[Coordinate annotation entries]

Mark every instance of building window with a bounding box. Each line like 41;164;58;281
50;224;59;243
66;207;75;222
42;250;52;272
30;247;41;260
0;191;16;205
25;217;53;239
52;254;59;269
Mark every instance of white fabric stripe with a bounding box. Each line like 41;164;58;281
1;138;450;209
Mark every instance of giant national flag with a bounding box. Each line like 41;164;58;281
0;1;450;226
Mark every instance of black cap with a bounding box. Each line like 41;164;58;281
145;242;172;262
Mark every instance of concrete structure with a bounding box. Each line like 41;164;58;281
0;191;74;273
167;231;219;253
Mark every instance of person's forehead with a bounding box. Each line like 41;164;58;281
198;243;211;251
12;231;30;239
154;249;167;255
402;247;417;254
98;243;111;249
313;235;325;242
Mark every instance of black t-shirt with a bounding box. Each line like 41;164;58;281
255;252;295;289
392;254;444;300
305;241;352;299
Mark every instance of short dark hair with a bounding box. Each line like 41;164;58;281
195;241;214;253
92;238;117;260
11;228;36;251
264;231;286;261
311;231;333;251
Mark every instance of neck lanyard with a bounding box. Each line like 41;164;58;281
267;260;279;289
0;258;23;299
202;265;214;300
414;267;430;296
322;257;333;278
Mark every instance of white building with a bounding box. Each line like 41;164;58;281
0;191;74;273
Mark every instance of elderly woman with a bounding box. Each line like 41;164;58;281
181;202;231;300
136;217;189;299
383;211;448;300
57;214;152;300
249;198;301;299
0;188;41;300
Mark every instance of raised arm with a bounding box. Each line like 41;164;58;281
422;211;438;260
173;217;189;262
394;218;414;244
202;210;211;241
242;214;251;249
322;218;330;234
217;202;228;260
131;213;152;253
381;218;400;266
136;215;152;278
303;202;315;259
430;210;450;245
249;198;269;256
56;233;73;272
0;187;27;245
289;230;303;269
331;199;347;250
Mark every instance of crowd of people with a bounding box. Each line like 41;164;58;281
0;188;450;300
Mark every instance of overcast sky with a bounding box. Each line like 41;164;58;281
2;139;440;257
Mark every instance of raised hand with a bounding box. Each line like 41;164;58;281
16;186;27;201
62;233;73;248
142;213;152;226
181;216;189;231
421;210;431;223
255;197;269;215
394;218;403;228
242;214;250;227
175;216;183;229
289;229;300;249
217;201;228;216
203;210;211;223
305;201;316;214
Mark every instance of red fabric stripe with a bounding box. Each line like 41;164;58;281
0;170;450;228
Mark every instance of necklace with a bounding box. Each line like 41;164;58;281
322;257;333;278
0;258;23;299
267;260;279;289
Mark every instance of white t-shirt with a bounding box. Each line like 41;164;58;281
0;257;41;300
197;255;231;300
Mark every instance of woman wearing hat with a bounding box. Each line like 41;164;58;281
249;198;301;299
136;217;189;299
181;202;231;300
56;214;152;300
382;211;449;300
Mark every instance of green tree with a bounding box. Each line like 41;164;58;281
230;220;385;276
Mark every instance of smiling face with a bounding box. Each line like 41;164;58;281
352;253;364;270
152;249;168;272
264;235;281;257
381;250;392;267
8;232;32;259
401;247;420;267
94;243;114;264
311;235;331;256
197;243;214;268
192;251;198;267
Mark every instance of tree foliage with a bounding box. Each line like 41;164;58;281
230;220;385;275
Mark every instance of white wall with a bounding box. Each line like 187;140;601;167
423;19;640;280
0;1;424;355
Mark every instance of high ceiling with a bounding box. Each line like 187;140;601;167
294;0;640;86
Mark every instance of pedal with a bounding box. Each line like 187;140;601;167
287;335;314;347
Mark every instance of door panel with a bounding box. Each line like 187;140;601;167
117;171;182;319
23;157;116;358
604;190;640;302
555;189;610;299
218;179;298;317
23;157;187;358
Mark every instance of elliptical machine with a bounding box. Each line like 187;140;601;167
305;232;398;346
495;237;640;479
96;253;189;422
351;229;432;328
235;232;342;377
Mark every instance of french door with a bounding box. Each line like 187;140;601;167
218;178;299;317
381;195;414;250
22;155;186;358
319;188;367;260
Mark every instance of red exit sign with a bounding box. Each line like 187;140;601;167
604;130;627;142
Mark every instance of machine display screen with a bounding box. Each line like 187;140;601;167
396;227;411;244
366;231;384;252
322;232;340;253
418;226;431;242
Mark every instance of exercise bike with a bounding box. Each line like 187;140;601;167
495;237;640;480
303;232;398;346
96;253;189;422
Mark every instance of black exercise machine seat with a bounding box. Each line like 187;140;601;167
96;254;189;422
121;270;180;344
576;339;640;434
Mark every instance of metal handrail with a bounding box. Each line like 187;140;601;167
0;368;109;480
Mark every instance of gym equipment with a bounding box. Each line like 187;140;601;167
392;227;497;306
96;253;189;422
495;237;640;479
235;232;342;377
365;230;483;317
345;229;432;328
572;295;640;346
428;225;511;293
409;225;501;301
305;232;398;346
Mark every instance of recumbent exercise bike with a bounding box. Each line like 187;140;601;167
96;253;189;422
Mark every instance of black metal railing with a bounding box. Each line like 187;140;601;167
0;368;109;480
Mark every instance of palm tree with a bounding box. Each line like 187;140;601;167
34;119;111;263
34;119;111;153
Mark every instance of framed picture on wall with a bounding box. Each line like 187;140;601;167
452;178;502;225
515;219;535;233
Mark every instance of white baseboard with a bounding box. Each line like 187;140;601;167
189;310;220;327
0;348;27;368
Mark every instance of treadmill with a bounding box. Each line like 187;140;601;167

**EXERCISE INSTRUCTIONS**
Convert every line of the material above into a Markdown table with the columns Row and Line, numbering the rows and leaving out any blank lines.

**RESULT OF THE EXERCISE**
| Row | Line |
|---|---|
| 1 | Mark every instance of building window with a bounding box. Each line like 41;164;58;281 |
| 2 | 50;224;59;243 |
| 3 | 66;207;75;222 |
| 4 | 42;250;52;272 |
| 5 | 30;247;41;260 |
| 6 | 0;191;16;205 |
| 7 | 25;217;53;239 |
| 8 | 52;254;59;269 |
| 9 | Mark every instance of white fabric stripe with a bounding box. Each line like 41;164;58;281 |
| 10 | 1;138;450;209 |
| 11 | Mark every instance of giant national flag with a bounding box. Each line like 41;164;58;281 |
| 12 | 0;1;450;226 |
| 13 | Mark every instance of black cap with a bounding box. Each line like 41;164;58;281 |
| 14 | 145;242;172;262 |
| 15 | Mark every instance of concrete structure with a bounding box. Each line like 41;164;58;281 |
| 16 | 0;191;74;273 |
| 17 | 167;231;219;253 |
| 18 | Mark every instance of person's forehead with a bounding box. Each line like 41;164;58;281 |
| 19 | 198;243;211;251 |
| 20 | 12;231;30;239 |
| 21 | 154;249;167;255 |
| 22 | 402;247;417;254 |
| 23 | 98;243;111;249 |
| 24 | 313;235;325;242 |
| 25 | Mark every instance of black t-shirt with a bounding box. Each line like 41;164;58;281 |
| 26 | 255;252;295;289 |
| 27 | 392;254;444;300 |
| 28 | 305;241;352;299 |
| 29 | Mark every instance of short dark hair with a bounding box. Each line like 41;164;58;281 |
| 30 | 195;241;214;253 |
| 31 | 92;238;117;260 |
| 32 | 11;228;36;251 |
| 33 | 264;231;286;261 |
| 34 | 311;231;333;251 |
| 35 | Mark every instance of neck lanyard with a bounding box. Each line like 41;164;58;281 |
| 36 | 267;260;279;289 |
| 37 | 0;258;23;299 |
| 38 | 202;265;214;300 |
| 39 | 414;267;430;296 |
| 40 | 322;257;333;278 |
| 41 | Mark every instance of white building with a bounding box. Each line like 41;164;58;281 |
| 42 | 0;191;74;273 |
| 43 | Mark every instance of elderly woman with a bounding box. Each line like 41;164;58;281 |
| 44 | 181;202;231;300 |
| 45 | 136;217;189;299 |
| 46 | 383;211;448;300 |
| 47 | 57;214;152;300 |
| 48 | 249;198;301;299 |
| 49 | 0;188;41;300 |
| 50 | Mark every instance of raised arm with a bounding box. Each line like 41;164;58;281 |
| 51 | 422;211;438;260 |
| 52 | 173;217;189;262 |
| 53 | 394;218;414;244 |
| 54 | 202;210;211;241 |
| 55 | 242;214;251;249 |
| 56 | 322;218;330;234 |
| 57 | 217;202;228;260 |
| 58 | 131;213;152;253 |
| 59 | 381;218;400;266 |
| 60 | 136;215;152;278 |
| 61 | 303;202;315;259 |
| 62 | 430;210;450;245 |
| 63 | 249;198;269;256 |
| 64 | 56;233;73;272 |
| 65 | 0;187;27;245 |
| 66 | 289;230;303;269 |
| 67 | 331;199;347;250 |
| 68 | Mark every instance of crowd of people with a bounding box. Each line like 41;164;58;281 |
| 69 | 0;188;450;300 |
| 70 | Mark every instance of overcast sky with a bounding box. Each line like 41;164;58;281 |
| 71 | 2;139;440;257 |
| 72 | Mark every instance of raised hand with a bounding box. Each line like 41;164;58;281 |
| 73 | 16;186;27;201 |
| 74 | 62;233;73;248 |
| 75 | 142;213;152;226 |
| 76 | 181;216;189;231 |
| 77 | 421;210;431;223 |
| 78 | 255;197;269;215 |
| 79 | 394;218;403;228 |
| 80 | 242;214;250;227 |
| 81 | 175;216;183;229 |
| 82 | 289;229;300;249 |
| 83 | 217;201;228;216 |
| 84 | 203;210;211;223 |
| 85 | 305;201;316;214 |
| 86 | Mark every instance of red fabric stripe with a bounding box. Each line like 41;164;58;281 |
| 87 | 0;170;450;228 |
| 88 | Mark every instance of necklace with a bounding box. Each line like 41;164;58;281 |
| 89 | 322;257;333;278 |
| 90 | 0;258;23;299 |
| 91 | 267;260;279;289 |
| 92 | Mark every instance of white t-shirt with a bounding box. Each line like 41;164;58;281 |
| 93 | 0;257;41;300 |
| 94 | 197;255;231;300 |
| 95 | Mark every instance of woman wearing hat with a bounding box. Each line like 41;164;58;281 |
| 96 | 249;198;301;299 |
| 97 | 136;217;189;299 |
| 98 | 181;202;231;300 |
| 99 | 56;214;152;300 |
| 100 | 382;211;449;300 |
| 101 | Mark every instance of green tree with a bounding box. Each line like 41;164;58;281 |
| 102 | 230;220;385;276 |
| 103 | Mark every instance of smiling face with a bounding box. Each line like 41;164;58;281 |
| 104 | 352;253;364;270 |
| 105 | 152;249;168;272 |
| 106 | 264;235;281;257 |
| 107 | 381;250;392;267 |
| 108 | 8;232;32;259 |
| 109 | 401;247;420;267 |
| 110 | 94;243;114;264 |
| 111 | 311;235;331;256 |
| 112 | 197;243;214;268 |
| 113 | 192;251;198;267 |
| 114 | Mark every instance of tree foliage with a bounding box. Each line like 41;164;58;281 |
| 115 | 230;220;385;275 |
| 116 | Mark every instance of white wall with a bounding box. Each line like 187;140;601;167 |
| 117 | 423;19;640;280 |
| 118 | 0;1;424;355 |
| 119 | Mark every instance of high ceiling with a bounding box. Each line like 187;140;601;167 |
| 120 | 294;0;640;86 |
| 121 | Mark every instance of pedal with a bounding box. Each line like 187;140;601;167 |
| 122 | 287;335;314;347 |
| 123 | Mark every instance of door panel with a bounding box. Each line like 187;140;601;167 |
| 124 | 117;171;182;319 |
| 125 | 23;157;116;358 |
| 126 | 604;190;640;302 |
| 127 | 555;189;610;299 |
| 128 | 218;179;298;317 |
| 129 | 23;157;187;358 |
| 130 | Mark every instance of elliptical machine with a bounding box. Each line like 187;140;601;167 |
| 131 | 305;232;398;346 |
| 132 | 495;237;640;479 |
| 133 | 96;253;189;422 |
| 134 | 351;229;432;328 |
| 135 | 235;232;342;377 |
| 136 | Mark every instance of french door with a bounding box. Each line like 187;140;601;167 |
| 137 | 218;178;299;317 |
| 138 | 381;195;414;250 |
| 139 | 22;155;186;358 |
| 140 | 319;188;367;260 |
| 141 | Mark every instance of red exit sign with a bounding box. Each line like 187;140;601;167 |
| 142 | 604;130;627;142 |
| 143 | Mark every instance of machine display screen with a bounding box. Each line like 187;140;601;167 |
| 144 | 396;227;411;244 |
| 145 | 366;231;384;252 |
| 146 | 322;232;340;253 |
| 147 | 418;226;431;242 |
| 148 | Mark every instance of exercise bike with a bounding box. Each line like 187;140;601;167 |
| 149 | 495;237;640;480 |
| 150 | 303;232;398;346 |
| 151 | 96;253;189;422 |
| 152 | Mark every instance of black exercise machine seat with a bounding box. Each line like 187;140;601;167 |
| 153 | 96;254;189;422 |
| 154 | 121;270;180;344 |
| 155 | 576;339;640;434 |
| 156 | Mark every instance of metal handrail with a bounding box. Each line like 187;140;601;167 |
| 157 | 0;368;109;480 |
| 158 | Mark every instance of gym equipment with a bounding box. Each line like 187;140;601;167 |
| 159 | 392;227;497;306 |
| 160 | 96;253;189;422 |
| 161 | 495;237;640;479 |
| 162 | 235;232;342;377 |
| 163 | 365;230;483;317 |
| 164 | 345;229;432;328 |
| 165 | 572;295;640;346 |
| 166 | 428;225;511;293 |
| 167 | 409;225;501;301 |
| 168 | 305;232;398;346 |
| 169 | Mark every instance of recumbent exercise bike with a bounding box. Each line like 187;140;601;167 |
| 170 | 96;253;189;422 |
| 171 | Mark every instance of black metal railing with a bounding box. Each line like 187;140;601;167 |
| 172 | 0;368;109;480 |
| 173 | Mark every instance of palm tree with a bounding box. Each line like 187;140;601;167 |
| 174 | 34;119;111;263 |
| 175 | 34;119;111;153 |
| 176 | Mark every instance of framed picture on wall with a bounding box. Each line like 187;140;601;167 |
| 177 | 452;178;502;225 |
| 178 | 515;219;535;233 |
| 179 | Mark every instance of white baseboard with a bounding box. Each line like 187;140;601;167 |
| 180 | 189;310;220;327 |
| 181 | 0;348;27;368 |
| 182 | Mark every instance of treadmill with a bounding box. Each line like 187;140;601;167 |